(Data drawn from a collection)
☆ ☆ ☆ ☆

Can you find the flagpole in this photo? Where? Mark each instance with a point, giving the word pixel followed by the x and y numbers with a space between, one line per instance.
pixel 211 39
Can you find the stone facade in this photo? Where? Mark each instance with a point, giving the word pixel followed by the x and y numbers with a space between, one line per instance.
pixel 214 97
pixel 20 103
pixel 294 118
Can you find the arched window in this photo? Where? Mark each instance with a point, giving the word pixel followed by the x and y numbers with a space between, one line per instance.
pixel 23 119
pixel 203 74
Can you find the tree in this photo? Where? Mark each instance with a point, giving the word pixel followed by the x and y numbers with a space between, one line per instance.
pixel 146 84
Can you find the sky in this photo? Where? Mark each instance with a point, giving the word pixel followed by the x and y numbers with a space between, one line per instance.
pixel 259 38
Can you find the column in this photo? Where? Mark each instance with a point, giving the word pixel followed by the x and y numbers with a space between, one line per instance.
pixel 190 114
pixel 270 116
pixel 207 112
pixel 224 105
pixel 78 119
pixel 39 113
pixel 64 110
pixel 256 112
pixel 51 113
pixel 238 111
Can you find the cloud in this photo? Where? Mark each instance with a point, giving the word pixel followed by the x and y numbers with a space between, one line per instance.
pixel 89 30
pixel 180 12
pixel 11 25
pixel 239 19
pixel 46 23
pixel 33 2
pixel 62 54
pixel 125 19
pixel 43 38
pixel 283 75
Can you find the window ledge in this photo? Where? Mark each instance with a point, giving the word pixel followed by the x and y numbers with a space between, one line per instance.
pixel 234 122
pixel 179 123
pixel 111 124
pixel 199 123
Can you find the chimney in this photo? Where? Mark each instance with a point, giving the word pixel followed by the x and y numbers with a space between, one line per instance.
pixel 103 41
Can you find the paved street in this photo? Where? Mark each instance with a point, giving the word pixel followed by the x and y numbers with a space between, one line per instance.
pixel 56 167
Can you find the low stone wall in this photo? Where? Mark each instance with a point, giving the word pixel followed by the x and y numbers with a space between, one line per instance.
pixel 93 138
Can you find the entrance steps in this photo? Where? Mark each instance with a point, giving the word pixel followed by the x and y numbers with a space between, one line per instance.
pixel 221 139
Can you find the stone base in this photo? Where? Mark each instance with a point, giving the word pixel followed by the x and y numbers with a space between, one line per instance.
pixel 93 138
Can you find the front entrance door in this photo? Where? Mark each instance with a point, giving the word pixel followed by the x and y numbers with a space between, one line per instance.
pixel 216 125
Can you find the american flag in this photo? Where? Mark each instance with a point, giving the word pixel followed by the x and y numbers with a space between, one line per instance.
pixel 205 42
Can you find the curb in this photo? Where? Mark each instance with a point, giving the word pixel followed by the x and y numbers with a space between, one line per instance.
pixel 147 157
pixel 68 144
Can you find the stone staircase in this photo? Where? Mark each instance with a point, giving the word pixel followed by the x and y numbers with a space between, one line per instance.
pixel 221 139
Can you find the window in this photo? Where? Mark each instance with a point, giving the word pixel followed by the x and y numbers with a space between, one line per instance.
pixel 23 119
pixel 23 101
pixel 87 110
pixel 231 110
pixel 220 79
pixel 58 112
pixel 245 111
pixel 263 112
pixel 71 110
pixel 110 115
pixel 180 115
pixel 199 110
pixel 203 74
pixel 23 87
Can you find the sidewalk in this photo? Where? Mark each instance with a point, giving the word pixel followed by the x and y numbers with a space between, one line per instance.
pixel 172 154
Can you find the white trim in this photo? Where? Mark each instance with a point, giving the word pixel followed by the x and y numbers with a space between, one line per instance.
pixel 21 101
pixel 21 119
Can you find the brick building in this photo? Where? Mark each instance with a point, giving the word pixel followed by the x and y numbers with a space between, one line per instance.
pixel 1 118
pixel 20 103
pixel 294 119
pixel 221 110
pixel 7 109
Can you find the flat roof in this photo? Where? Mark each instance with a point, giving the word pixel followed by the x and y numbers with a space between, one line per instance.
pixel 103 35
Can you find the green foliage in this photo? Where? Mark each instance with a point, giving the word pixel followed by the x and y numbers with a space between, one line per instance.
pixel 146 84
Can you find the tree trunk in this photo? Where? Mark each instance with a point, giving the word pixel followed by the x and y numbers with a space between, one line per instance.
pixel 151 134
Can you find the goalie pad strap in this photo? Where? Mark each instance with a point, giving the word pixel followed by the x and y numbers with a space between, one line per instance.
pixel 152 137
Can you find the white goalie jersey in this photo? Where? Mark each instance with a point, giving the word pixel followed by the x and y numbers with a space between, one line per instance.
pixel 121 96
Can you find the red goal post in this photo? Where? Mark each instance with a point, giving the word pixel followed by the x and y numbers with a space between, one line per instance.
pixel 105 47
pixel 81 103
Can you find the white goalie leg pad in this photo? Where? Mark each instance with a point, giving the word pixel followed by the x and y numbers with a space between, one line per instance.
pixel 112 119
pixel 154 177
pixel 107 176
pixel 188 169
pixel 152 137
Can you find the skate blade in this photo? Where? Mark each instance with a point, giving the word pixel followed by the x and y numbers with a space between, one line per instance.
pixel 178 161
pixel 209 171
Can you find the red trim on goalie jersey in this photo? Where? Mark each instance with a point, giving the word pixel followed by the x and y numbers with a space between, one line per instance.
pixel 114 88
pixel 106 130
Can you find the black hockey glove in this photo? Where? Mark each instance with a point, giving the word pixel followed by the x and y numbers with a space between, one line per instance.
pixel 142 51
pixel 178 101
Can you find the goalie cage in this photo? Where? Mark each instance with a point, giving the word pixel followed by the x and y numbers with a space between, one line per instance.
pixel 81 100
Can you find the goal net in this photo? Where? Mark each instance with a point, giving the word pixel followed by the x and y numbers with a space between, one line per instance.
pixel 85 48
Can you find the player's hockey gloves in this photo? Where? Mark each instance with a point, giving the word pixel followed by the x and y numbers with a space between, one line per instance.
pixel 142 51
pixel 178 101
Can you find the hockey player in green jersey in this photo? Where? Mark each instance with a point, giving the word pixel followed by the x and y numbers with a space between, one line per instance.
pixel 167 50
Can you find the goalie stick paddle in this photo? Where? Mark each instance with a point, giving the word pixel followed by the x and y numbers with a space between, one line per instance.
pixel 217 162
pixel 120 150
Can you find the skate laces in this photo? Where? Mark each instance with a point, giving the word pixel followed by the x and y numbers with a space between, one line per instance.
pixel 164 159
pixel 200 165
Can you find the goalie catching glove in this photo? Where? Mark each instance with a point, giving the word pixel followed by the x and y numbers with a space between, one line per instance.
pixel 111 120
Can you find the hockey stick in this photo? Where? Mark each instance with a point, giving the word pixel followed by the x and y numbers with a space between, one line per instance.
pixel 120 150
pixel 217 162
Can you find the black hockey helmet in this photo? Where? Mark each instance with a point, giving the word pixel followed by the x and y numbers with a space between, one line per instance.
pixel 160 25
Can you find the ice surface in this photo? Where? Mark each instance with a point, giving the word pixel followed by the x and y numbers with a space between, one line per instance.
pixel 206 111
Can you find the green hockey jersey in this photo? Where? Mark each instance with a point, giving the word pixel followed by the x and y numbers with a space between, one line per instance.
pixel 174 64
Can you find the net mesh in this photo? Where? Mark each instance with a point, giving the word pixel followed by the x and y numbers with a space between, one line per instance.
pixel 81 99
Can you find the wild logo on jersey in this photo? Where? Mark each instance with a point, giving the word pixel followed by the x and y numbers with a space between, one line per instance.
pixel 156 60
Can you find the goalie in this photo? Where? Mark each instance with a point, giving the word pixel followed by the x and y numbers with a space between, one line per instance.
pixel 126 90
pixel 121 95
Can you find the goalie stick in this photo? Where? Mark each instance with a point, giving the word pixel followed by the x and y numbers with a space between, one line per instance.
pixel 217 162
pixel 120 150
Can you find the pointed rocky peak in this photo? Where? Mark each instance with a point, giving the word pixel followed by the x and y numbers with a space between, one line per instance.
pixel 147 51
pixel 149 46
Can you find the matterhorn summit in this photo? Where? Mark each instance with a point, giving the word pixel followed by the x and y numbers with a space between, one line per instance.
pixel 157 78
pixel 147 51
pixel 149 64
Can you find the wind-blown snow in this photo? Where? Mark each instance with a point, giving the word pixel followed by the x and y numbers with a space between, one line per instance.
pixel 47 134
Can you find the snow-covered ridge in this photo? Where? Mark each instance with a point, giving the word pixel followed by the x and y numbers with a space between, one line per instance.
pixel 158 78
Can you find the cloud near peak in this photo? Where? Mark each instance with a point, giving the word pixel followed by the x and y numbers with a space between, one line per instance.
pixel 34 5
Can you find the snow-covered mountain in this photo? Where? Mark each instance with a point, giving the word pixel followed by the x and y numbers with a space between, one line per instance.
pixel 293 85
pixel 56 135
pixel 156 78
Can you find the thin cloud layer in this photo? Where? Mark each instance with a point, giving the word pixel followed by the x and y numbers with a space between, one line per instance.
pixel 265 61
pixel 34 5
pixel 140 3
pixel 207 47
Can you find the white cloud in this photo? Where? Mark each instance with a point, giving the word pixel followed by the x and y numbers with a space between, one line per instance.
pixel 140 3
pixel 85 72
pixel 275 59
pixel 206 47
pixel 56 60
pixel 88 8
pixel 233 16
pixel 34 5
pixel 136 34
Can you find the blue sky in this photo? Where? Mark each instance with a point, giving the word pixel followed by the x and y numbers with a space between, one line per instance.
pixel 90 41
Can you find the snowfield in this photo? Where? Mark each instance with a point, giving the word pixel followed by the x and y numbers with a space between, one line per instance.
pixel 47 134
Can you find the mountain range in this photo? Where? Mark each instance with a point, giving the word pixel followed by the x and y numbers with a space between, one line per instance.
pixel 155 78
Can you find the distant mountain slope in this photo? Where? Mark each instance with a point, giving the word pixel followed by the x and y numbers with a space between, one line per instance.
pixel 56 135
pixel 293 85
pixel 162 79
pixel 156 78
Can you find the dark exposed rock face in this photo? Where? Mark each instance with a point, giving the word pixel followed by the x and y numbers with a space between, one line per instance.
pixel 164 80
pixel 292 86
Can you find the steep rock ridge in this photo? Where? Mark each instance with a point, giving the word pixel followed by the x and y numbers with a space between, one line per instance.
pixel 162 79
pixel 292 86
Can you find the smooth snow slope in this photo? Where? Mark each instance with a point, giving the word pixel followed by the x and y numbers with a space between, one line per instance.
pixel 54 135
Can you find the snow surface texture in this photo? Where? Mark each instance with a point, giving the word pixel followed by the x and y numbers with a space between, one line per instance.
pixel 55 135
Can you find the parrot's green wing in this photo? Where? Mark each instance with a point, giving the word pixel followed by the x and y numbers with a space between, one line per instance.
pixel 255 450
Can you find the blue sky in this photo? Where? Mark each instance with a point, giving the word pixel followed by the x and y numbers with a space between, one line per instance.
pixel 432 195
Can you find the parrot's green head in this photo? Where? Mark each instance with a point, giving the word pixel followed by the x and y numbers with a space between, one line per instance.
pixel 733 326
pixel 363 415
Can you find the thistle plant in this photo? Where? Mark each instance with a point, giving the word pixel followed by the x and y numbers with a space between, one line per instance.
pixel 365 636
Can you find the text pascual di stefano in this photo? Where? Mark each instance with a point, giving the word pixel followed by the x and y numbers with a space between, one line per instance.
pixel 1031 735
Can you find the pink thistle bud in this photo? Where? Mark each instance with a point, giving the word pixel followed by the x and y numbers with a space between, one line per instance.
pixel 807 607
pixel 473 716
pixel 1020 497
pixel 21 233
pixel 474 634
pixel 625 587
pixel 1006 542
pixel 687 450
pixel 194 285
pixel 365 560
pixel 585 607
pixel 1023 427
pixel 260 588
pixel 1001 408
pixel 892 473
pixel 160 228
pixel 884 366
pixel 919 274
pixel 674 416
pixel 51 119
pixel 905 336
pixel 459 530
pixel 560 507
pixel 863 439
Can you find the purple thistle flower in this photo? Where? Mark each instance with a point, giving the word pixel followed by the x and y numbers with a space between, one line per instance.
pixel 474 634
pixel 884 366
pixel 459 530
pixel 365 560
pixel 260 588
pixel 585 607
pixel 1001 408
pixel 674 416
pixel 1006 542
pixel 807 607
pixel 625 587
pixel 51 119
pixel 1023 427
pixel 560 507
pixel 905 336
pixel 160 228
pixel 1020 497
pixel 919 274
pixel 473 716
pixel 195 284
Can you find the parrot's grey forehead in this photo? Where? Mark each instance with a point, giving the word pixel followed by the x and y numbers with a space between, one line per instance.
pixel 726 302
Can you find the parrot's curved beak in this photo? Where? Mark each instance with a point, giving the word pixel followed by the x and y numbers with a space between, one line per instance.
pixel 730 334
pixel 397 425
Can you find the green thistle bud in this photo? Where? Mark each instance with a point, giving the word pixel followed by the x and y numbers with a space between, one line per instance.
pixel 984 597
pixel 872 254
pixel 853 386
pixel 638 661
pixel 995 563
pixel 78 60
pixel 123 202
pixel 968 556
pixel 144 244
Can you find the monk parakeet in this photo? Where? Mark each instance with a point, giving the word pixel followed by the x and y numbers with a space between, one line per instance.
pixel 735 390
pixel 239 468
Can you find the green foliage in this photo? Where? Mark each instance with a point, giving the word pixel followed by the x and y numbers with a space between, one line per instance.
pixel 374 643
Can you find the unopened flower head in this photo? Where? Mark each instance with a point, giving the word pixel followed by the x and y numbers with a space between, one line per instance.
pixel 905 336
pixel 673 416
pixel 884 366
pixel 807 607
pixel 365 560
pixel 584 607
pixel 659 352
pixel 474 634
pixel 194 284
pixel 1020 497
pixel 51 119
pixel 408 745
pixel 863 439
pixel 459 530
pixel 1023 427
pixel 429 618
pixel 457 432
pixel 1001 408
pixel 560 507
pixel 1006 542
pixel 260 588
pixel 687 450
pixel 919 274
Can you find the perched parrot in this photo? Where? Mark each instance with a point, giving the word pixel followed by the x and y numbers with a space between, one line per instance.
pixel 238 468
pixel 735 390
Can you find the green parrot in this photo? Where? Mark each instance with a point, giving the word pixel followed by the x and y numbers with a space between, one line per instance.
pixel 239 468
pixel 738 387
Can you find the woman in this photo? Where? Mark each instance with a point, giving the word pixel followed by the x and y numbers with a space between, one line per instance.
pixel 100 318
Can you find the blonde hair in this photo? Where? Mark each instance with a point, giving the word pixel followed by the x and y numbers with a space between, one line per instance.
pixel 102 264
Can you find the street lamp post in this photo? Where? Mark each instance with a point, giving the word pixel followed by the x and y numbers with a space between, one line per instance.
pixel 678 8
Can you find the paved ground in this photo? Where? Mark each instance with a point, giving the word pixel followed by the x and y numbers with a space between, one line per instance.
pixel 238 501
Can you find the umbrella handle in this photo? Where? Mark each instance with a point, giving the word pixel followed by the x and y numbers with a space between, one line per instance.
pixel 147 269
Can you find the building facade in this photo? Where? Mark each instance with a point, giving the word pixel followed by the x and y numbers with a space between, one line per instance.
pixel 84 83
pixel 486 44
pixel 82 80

☆ ☆ ☆ ☆

- GIVEN EXERCISE -
Reproduce the lines of the data above verbatim, starting at the line that contains "Can you find the entrance" and ending at the line that contains "pixel 23 87", with both of those lines included.

- OUTPUT FOR THIS TASK -
Can you find the entrance steps in this photo? Where? Mark each instance with a point, giving the word pixel followed by the x and y numbers with a space between, one line per instance.
pixel 221 139
Can you find the stone base in this photo? Where? Mark each instance with a point, giving the word pixel followed by the x and y numbers with a space between, one line per instance.
pixel 93 138
Can you find the front entrance door in this photo? Where? Mark each instance with a point, giving the word pixel followed by the x and y numbers with a space between, one line per instance.
pixel 216 125
Can you find the american flag in this photo? Where? Mark each instance with a point, giving the word pixel followed by the x and y numbers with a space between, one line per instance.
pixel 205 42
Can you find the curb in this photo? Where? Mark each instance with a point, giving the word pixel followed by the x and y numbers with a space between, one line per instance.
pixel 147 157
pixel 68 144
Can you find the stone staircase in this photo? Where? Mark each instance with a point, giving the word pixel followed by the x and y numbers with a space between, one line per instance.
pixel 221 139
Can you find the window in this photo? Where? Mark each instance with a point, giving the word pixel followed by the x and y numbers with a space between, one line per instance.
pixel 23 119
pixel 23 101
pixel 87 110
pixel 231 110
pixel 220 79
pixel 58 112
pixel 245 111
pixel 263 112
pixel 71 110
pixel 110 115
pixel 180 115
pixel 199 110
pixel 203 74
pixel 23 87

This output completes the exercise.